#### EXTRAIT

####

PACIFIC RIM de Guillermo Del Toro
"Two thousand five hundred tons of awesome."
Cinq ans après le formidable 'Hellboy II', et deux projets successivement tombés à l'eau ('Le Hobbit', 'Les montagnes hallucinées' – l'adaptation de Lovecraft ayant été stoppée net car Universal refusait de lâcher un si gros budget sur un film classé R) Guillermo Del Toro nous revient enfin, plus en forme que jamais. Si l'on aurait pu craindre que perdre le rêve de sa vie alors qu'il était si près du but de le voir concrétiser aurait pu le démoraliser, 'PACIFIC RIM' (oui, exactement : en lettres capitales. Et si c'était pas moche, je mettrais en gras, italique et souligné aussi !) lui tombe entre les mains. Le projet idéal pour cet amoureux des figures monstrueuses. Voyez plutôt : des robots géants (Jaeger) contre des monstres géants (Kaiju). Un prétexte en or pour le mexicain, et ainsi se lâcher et faire exploser toute sa folie (alias génie) sur grand écran. Pour sa première superproduction, Guillermo Del Toro décide ni plus ni moins que de faire plaisir à tous ceux qui, comme lui, ont gardé leur âme d'enfant. 'Pacific Rim', c'est le film qu'on aurait tous rêvé de voir lorsqu'on nous avions de 8 à 12 ans. Le genre d'œuvre qui peut façonner notre imaginaire, et nous ouvrir sur de nouvelles cultures.
De plus, cette "absence prolongée" des plateaux (par rapport au contexte évidemment, on a vu des réalisateurs être plus lents entre deux films) semble avoir servi de coup de pied pour Del Toro, comme si le fait de tenir une caméra l'avait démangé tout ce temps. En résulte un spectacle généreux comme on en voit que trop rarement, où chaque séquence de destruction massive est pensée pour en offrir le meilleur. C'est bien simple : chaque seconde de 'Pacific Rim' hurle l'amour qu'a son réalisateur pour ses monstres et robots (personnages à part entière du film), et nous livre LE blockbuster de l'été, le plus jouissif qu'on ait vu depuis des lustres. Del Toro voulait faire plaisir en se faisant plaisir. Au final, il t'éjacule à la gueule pendant deux heures. (Oui, ce que j'écris est sale, mais le pire, c'est que j'aime ça !)
En fait, la générosité de l'œuvre n'a d'égale que l'ambition visuelle du film, magnifiée par la photo de Guillermo Navarro, fidèle comparse de Del Toro.

####

#### LIGNES DE DONNÉES
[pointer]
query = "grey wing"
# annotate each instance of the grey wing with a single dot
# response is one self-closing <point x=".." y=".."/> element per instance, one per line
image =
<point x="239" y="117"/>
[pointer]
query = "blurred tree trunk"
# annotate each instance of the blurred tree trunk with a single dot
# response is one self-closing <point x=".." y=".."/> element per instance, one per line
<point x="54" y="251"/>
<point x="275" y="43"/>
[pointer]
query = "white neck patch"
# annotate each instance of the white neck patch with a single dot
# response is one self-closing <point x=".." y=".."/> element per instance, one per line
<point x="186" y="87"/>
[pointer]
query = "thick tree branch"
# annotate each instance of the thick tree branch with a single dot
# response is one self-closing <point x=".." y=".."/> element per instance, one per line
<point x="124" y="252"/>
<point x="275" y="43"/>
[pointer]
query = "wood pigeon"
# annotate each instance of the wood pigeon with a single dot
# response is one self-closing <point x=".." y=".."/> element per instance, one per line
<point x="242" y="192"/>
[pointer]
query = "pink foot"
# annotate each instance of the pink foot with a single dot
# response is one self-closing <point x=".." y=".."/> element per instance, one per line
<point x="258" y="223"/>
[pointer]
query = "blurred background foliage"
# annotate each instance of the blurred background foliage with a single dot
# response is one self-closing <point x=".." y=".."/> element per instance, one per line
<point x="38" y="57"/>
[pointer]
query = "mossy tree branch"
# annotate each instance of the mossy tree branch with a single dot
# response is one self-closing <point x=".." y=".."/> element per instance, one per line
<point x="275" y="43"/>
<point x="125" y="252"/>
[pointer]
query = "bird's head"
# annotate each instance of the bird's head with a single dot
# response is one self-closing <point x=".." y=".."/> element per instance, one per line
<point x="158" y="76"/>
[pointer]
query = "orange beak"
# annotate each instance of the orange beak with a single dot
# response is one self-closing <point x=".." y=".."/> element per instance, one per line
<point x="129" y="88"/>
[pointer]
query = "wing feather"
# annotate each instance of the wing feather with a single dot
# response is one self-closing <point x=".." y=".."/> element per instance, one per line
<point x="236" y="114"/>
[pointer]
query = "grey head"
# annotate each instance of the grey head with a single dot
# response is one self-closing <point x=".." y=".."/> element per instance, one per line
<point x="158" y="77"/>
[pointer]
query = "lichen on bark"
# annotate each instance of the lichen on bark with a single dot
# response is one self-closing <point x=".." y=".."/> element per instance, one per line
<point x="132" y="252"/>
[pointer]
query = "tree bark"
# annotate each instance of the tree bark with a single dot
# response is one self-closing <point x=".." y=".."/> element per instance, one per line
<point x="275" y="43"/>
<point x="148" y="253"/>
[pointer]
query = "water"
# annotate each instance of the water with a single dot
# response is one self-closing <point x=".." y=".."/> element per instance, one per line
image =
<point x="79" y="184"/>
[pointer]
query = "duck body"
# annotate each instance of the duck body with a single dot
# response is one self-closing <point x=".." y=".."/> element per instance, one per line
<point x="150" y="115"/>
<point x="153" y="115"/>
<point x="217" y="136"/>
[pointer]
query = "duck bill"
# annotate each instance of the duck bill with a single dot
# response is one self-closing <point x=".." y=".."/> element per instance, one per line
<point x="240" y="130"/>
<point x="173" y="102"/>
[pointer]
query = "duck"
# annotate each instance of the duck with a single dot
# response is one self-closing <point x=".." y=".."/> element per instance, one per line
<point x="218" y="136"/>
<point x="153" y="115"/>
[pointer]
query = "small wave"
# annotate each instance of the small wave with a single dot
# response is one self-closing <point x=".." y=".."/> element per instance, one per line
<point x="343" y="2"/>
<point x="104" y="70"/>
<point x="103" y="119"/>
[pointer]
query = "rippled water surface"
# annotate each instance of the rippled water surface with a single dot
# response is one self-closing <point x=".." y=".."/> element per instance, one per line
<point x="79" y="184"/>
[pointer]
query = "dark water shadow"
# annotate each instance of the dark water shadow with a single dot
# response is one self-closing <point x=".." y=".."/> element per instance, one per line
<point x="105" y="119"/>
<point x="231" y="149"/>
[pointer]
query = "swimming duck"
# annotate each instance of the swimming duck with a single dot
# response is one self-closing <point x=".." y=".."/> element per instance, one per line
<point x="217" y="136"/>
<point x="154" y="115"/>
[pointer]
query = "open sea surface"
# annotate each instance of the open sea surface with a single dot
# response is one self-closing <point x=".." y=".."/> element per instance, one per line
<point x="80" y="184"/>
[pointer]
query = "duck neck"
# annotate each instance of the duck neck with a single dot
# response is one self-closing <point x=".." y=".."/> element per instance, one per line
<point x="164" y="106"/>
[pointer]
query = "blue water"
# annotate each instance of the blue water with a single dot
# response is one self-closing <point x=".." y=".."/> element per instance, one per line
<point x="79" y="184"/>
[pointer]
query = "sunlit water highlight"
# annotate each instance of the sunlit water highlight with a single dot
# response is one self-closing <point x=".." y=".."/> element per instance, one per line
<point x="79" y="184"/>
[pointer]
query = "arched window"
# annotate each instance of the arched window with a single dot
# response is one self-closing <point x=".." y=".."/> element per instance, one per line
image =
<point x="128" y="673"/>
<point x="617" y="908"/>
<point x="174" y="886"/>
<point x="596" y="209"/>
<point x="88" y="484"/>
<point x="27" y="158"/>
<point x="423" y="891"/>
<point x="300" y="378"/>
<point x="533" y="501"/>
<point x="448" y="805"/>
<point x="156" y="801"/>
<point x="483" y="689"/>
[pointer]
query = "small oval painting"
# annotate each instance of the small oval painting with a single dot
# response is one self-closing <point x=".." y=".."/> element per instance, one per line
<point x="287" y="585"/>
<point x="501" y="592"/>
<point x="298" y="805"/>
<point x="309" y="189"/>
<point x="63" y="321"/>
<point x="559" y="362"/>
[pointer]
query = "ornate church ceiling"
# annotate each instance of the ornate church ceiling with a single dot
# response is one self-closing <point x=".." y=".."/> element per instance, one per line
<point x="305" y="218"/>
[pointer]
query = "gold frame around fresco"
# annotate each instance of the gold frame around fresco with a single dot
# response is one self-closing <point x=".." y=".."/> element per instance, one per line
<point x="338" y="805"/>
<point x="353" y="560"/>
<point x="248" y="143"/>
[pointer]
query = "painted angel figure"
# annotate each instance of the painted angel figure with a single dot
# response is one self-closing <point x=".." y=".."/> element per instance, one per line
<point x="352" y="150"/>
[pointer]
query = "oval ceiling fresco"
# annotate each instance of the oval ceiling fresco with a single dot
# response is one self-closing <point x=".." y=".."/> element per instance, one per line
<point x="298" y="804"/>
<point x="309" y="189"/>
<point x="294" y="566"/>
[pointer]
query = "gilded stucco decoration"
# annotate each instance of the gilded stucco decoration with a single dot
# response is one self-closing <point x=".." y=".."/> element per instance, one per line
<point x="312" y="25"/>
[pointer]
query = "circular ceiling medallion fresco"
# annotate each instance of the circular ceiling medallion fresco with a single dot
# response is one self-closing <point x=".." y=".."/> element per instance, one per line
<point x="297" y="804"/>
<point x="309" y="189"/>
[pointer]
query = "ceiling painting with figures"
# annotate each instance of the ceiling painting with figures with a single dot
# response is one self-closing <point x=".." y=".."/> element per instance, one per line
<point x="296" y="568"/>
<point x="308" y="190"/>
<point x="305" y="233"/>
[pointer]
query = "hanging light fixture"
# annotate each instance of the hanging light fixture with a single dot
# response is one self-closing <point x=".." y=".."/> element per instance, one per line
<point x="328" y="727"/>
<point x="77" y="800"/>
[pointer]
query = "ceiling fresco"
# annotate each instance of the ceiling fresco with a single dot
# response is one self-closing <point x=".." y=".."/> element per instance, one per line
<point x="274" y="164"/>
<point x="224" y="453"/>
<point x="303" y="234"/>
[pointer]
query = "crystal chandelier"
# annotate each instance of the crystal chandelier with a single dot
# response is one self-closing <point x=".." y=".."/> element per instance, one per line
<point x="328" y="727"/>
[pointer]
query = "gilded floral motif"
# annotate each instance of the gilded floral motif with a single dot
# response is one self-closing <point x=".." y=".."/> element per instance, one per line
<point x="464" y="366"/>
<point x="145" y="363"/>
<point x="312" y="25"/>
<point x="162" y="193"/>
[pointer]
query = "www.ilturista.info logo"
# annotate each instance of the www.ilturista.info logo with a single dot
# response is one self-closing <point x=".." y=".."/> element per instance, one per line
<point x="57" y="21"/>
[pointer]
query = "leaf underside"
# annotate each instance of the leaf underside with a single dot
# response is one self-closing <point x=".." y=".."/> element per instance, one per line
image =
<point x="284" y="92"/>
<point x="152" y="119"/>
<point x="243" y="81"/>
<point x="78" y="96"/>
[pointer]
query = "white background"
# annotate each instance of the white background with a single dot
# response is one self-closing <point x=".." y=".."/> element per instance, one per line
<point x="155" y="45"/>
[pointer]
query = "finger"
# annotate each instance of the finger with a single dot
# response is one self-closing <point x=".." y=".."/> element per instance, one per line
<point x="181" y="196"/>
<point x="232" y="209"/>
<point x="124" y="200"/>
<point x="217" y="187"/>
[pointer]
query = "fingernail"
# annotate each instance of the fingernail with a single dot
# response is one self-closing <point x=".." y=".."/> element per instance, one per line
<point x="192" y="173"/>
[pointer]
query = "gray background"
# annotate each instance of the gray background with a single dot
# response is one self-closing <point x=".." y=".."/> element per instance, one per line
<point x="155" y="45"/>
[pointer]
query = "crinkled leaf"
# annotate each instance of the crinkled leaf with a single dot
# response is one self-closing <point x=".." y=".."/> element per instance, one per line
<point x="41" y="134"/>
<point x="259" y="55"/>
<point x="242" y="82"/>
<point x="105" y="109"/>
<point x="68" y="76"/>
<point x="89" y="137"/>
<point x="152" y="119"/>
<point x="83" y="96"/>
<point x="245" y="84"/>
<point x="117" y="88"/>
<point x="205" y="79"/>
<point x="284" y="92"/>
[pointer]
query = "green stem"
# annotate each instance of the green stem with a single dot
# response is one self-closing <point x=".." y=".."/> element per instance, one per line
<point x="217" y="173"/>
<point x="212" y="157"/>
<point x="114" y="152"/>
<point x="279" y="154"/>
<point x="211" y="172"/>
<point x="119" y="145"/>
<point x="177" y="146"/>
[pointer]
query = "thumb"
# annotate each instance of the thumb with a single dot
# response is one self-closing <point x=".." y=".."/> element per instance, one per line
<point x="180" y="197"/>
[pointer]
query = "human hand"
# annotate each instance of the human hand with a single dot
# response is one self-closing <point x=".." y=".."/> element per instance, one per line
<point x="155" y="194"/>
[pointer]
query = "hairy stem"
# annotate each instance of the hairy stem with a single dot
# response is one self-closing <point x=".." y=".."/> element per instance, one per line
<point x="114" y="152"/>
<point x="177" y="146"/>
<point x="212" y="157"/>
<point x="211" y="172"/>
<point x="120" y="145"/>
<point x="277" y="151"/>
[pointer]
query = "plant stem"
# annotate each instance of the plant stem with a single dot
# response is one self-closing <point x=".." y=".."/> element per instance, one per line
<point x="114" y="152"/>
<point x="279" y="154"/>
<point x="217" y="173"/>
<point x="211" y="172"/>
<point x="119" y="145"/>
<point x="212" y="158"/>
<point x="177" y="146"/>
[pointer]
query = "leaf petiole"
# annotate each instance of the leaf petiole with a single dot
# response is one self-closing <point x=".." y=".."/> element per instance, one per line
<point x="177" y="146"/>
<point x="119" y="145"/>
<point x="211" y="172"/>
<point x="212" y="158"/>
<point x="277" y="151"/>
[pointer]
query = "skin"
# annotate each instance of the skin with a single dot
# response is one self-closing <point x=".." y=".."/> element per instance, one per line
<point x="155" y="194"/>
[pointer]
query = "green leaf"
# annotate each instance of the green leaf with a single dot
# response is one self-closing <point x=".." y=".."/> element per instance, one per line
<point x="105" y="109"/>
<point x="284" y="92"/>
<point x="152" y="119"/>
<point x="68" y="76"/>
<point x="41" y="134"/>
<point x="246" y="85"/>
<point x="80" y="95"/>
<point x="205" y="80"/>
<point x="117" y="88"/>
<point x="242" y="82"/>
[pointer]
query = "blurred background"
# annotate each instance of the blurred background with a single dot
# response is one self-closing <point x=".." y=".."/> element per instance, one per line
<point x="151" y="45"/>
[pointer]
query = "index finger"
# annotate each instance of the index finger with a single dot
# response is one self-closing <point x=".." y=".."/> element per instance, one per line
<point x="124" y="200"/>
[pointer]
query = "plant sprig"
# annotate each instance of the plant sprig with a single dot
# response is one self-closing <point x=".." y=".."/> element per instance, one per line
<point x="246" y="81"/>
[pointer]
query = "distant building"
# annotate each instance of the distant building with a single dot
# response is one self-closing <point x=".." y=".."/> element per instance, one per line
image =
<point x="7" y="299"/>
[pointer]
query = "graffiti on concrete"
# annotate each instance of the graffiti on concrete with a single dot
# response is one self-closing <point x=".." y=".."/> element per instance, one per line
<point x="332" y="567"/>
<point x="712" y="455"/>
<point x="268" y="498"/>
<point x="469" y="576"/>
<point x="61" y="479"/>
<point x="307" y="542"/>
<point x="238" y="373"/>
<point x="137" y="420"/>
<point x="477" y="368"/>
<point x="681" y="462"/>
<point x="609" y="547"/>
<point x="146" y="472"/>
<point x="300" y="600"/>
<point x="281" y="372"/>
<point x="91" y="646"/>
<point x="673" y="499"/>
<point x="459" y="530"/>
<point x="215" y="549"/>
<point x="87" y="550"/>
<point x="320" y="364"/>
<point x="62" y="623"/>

####

#### CONSIGNES
Poursuivez la critique de Pacific Rim en reprenant juste après sa dernière phrase.

#### RÉPONSE
D'aucuns s'attaqueront au film en lui reprochant un scénario minimaliste, voir inexistant alors qu'en réalité, celui-ci pourrait s'apparenter à 'Man of Steel' : on part sur un postulat brillant pour ne livrer "rien de plus" que de la destruction. Si certains y voient un manque d'ambition, il n'en est rien. Déjà parce que Del Toro et Travis Beacham (auteur du scénario d'origine, retouché par GdT) posent un univers réfléchi et cohérent (combien peuvent s'en targuer aujourd'hui ?), et surtout parce que cela a toujours été le désir du réalisateur : faire un spectacle total et définitif. Le genre à te foutre la banane (l'intro de 'Star Trek Into Darkness', mais sur 2h), et te donner envie d'y retourner immédiatement le film terminé. Del Toro réussit parfaitement son pari.
Ce qui fait la grande différence entre 'Pacific Rim' et n'importe quel autre blockbuster vient de la sincérité et de l'amour qu'insuffle Guillermo Del Toro dans son récit. C'est de là que découle toute l'émotion. Ces plans (quasi tous iconiques) sur les Jaeger ou les Kaiju sont plus forts que tout ce qui touche à l'humain. Encore une fois, certains pourraient le lui reprocher, mais ce serait trop vite fermer les yeux sur l'importance de ceux-ci dans l'histoire (le flash-back de Mako, filmé à hauteur d'homme, en est une preuve flagrante me semble-t-il).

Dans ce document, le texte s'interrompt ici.